Reproduce the data from the line containing "segment player's right hand" through the line containing "M 270 239 L", with both of those lines included, and leave the request text and its format description unchanged. Multiply every coordinate in the answer outlines by 1.5 and round each result to a whole number, rounding halves up.
::::::::
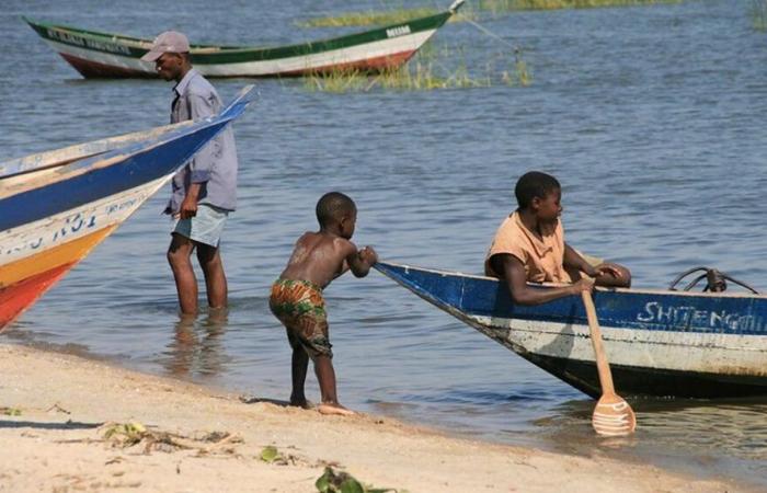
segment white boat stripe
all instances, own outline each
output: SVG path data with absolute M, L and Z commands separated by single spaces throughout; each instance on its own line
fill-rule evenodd
M 0 266 L 35 255 L 126 220 L 173 175 L 0 231 Z
M 277 60 L 245 61 L 234 64 L 204 65 L 197 64 L 195 68 L 203 76 L 237 76 L 247 73 L 249 76 L 263 76 L 277 72 L 291 72 L 307 70 L 316 67 L 325 67 L 335 64 L 352 64 L 366 60 L 368 58 L 385 57 L 403 51 L 417 49 L 425 43 L 436 30 L 422 31 L 404 36 L 397 36 L 367 43 L 359 46 L 332 49 L 309 56 L 298 56 L 281 58 Z M 121 55 L 93 51 L 78 46 L 66 45 L 51 39 L 45 39 L 53 49 L 65 55 L 71 55 L 96 64 L 111 65 L 127 70 L 139 70 L 144 72 L 154 72 L 154 64 L 141 61 Z

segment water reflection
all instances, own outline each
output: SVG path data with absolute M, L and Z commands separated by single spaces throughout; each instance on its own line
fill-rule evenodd
M 228 310 L 210 310 L 203 319 L 181 316 L 173 340 L 163 352 L 162 364 L 173 377 L 215 377 L 226 369 L 229 357 L 222 347 Z

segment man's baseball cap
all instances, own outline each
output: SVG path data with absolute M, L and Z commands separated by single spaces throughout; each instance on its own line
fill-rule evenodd
M 182 33 L 178 31 L 165 31 L 160 33 L 154 38 L 152 47 L 147 51 L 141 59 L 144 61 L 154 61 L 164 53 L 188 53 L 190 42 Z

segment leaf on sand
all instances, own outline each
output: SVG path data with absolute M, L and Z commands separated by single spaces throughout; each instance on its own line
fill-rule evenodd
M 344 471 L 334 471 L 325 467 L 324 472 L 314 482 L 314 488 L 320 493 L 387 493 L 397 492 L 390 488 L 371 488 L 359 482 L 352 474 Z
M 277 451 L 277 447 L 270 445 L 267 447 L 264 447 L 263 450 L 261 450 L 261 460 L 263 460 L 266 463 L 272 463 L 279 458 L 281 457 L 279 452 Z
M 341 493 L 365 493 L 365 488 L 351 475 L 341 483 Z

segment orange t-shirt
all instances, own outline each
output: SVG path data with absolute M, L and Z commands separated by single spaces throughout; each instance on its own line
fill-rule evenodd
M 564 230 L 558 220 L 542 231 L 538 239 L 514 213 L 501 223 L 484 259 L 484 273 L 502 277 L 493 271 L 490 257 L 497 253 L 514 255 L 525 266 L 525 276 L 533 283 L 572 283 L 564 270 Z

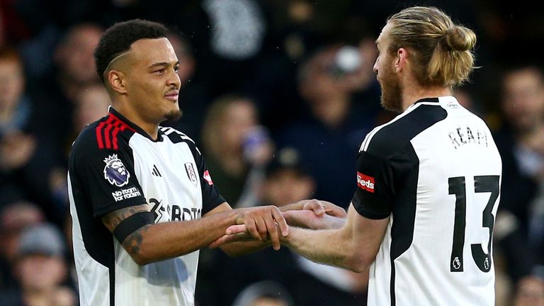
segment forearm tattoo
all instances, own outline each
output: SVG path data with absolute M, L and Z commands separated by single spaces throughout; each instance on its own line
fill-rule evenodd
M 138 254 L 142 246 L 142 242 L 143 241 L 142 234 L 147 232 L 148 227 L 149 225 L 146 225 L 136 230 L 123 242 L 123 247 L 127 250 L 128 254 L 131 255 Z
M 149 211 L 147 204 L 121 208 L 105 215 L 102 218 L 102 222 L 110 232 L 113 232 L 113 230 L 115 230 L 115 227 L 117 227 L 117 226 L 125 219 L 138 212 L 146 211 Z

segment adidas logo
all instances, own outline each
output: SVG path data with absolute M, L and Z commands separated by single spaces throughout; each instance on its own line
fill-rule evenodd
M 153 170 L 151 171 L 151 174 L 155 176 L 162 177 L 162 175 L 159 171 L 159 169 L 154 164 L 153 165 Z

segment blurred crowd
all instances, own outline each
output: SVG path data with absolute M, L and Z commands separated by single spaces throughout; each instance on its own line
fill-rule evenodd
M 316 198 L 347 208 L 359 145 L 395 114 L 379 105 L 375 40 L 386 18 L 436 6 L 478 35 L 455 96 L 503 159 L 497 305 L 544 305 L 544 2 L 528 0 L 0 0 L 0 305 L 76 305 L 67 159 L 108 111 L 93 53 L 104 28 L 159 21 L 180 60 L 183 116 L 233 207 Z M 363 305 L 368 273 L 292 253 L 203 250 L 196 302 Z

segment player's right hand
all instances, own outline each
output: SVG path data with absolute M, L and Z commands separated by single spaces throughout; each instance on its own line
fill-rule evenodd
M 270 239 L 275 250 L 280 249 L 280 234 L 287 236 L 289 227 L 277 207 L 258 206 L 238 210 L 236 225 L 244 225 L 246 232 L 257 240 Z

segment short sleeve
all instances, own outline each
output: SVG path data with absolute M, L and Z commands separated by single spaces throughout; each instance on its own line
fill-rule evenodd
M 202 214 L 205 215 L 226 200 L 219 193 L 219 190 L 213 184 L 212 176 L 206 166 L 200 151 L 195 147 L 193 151 L 195 162 L 198 166 L 198 173 L 200 174 L 200 186 L 202 188 Z
M 134 173 L 130 148 L 98 149 L 93 142 L 95 140 L 89 138 L 78 140 L 72 147 L 69 171 L 70 177 L 78 182 L 86 202 L 92 206 L 93 215 L 100 217 L 146 203 Z
M 357 188 L 351 200 L 355 210 L 370 219 L 391 214 L 393 174 L 388 159 L 361 151 L 357 156 Z

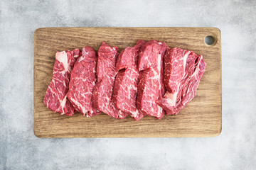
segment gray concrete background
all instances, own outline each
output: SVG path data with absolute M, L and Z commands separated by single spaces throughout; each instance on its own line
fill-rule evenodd
M 256 169 L 255 1 L 0 2 L 0 169 Z M 217 27 L 216 137 L 40 139 L 33 131 L 33 31 L 41 27 Z

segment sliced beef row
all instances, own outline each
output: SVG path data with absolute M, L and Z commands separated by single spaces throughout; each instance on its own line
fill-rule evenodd
M 193 99 L 206 67 L 202 55 L 154 40 L 139 40 L 120 54 L 102 42 L 97 55 L 91 47 L 56 52 L 43 102 L 67 115 L 161 119 Z

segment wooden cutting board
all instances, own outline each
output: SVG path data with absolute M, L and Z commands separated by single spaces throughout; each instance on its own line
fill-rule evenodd
M 212 45 L 205 43 L 211 35 Z M 102 114 L 92 118 L 75 113 L 60 115 L 43 100 L 52 76 L 57 50 L 90 45 L 98 50 L 102 41 L 119 50 L 138 39 L 163 41 L 202 55 L 207 67 L 196 97 L 177 115 L 162 120 L 146 116 L 116 120 Z M 44 28 L 34 35 L 34 132 L 39 137 L 212 137 L 221 132 L 220 31 L 215 28 Z

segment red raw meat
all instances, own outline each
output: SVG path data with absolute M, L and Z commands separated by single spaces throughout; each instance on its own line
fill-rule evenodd
M 176 115 L 196 96 L 206 70 L 202 55 L 181 48 L 166 50 L 164 55 L 164 85 L 167 91 L 157 101 L 167 115 Z
M 141 72 L 137 86 L 137 108 L 144 115 L 159 119 L 164 115 L 164 111 L 156 101 L 165 91 L 162 60 L 166 47 L 164 42 L 150 40 L 142 45 L 139 53 L 138 67 Z
M 144 41 L 139 40 L 134 47 L 127 47 L 121 52 L 117 61 L 118 72 L 114 85 L 112 101 L 116 108 L 129 113 L 135 120 L 143 118 L 137 109 L 136 98 L 139 70 L 138 52 Z
M 115 118 L 124 118 L 128 113 L 115 108 L 112 96 L 117 70 L 115 67 L 118 56 L 117 47 L 110 47 L 102 42 L 98 51 L 97 80 L 92 94 L 92 106 Z
M 96 52 L 92 47 L 85 47 L 71 72 L 68 98 L 74 108 L 83 115 L 99 115 L 92 107 L 92 91 L 96 83 Z
M 60 114 L 72 115 L 74 108 L 67 98 L 70 72 L 79 57 L 80 50 L 57 52 L 53 76 L 48 86 L 43 103 L 47 108 Z

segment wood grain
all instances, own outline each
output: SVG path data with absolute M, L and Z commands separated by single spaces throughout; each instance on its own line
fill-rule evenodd
M 204 42 L 215 38 L 213 45 Z M 97 50 L 101 41 L 121 51 L 138 39 L 155 39 L 169 47 L 203 55 L 207 67 L 196 97 L 177 115 L 162 120 L 129 117 L 116 120 L 107 115 L 71 117 L 49 110 L 43 100 L 52 76 L 57 50 L 90 45 Z M 221 42 L 215 28 L 44 28 L 34 35 L 34 132 L 39 137 L 211 137 L 221 132 Z

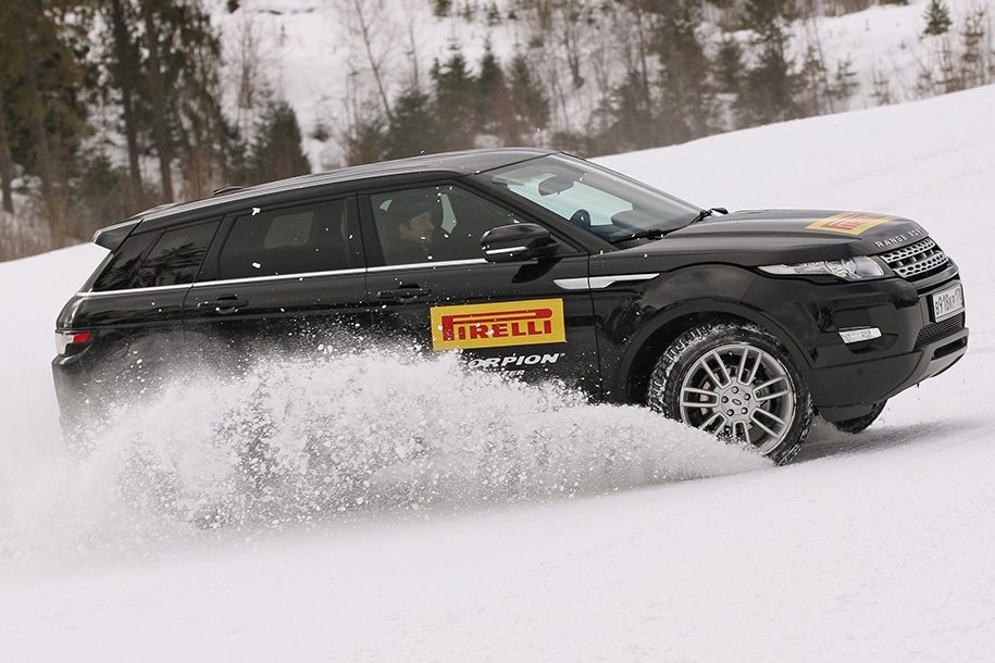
::::::::
■ OUTPUT FOR THIS TASK
segment player's right hand
all instances, own outline each
output: SVG path data with absolute M, L and Z commands separated by single spaces throughout; each instance on its own line
fill-rule evenodd
M 405 359 L 413 375 L 420 374 L 420 351 L 431 354 L 434 341 L 416 311 L 387 309 L 357 315 L 354 338 L 366 338 L 369 348 L 386 360 Z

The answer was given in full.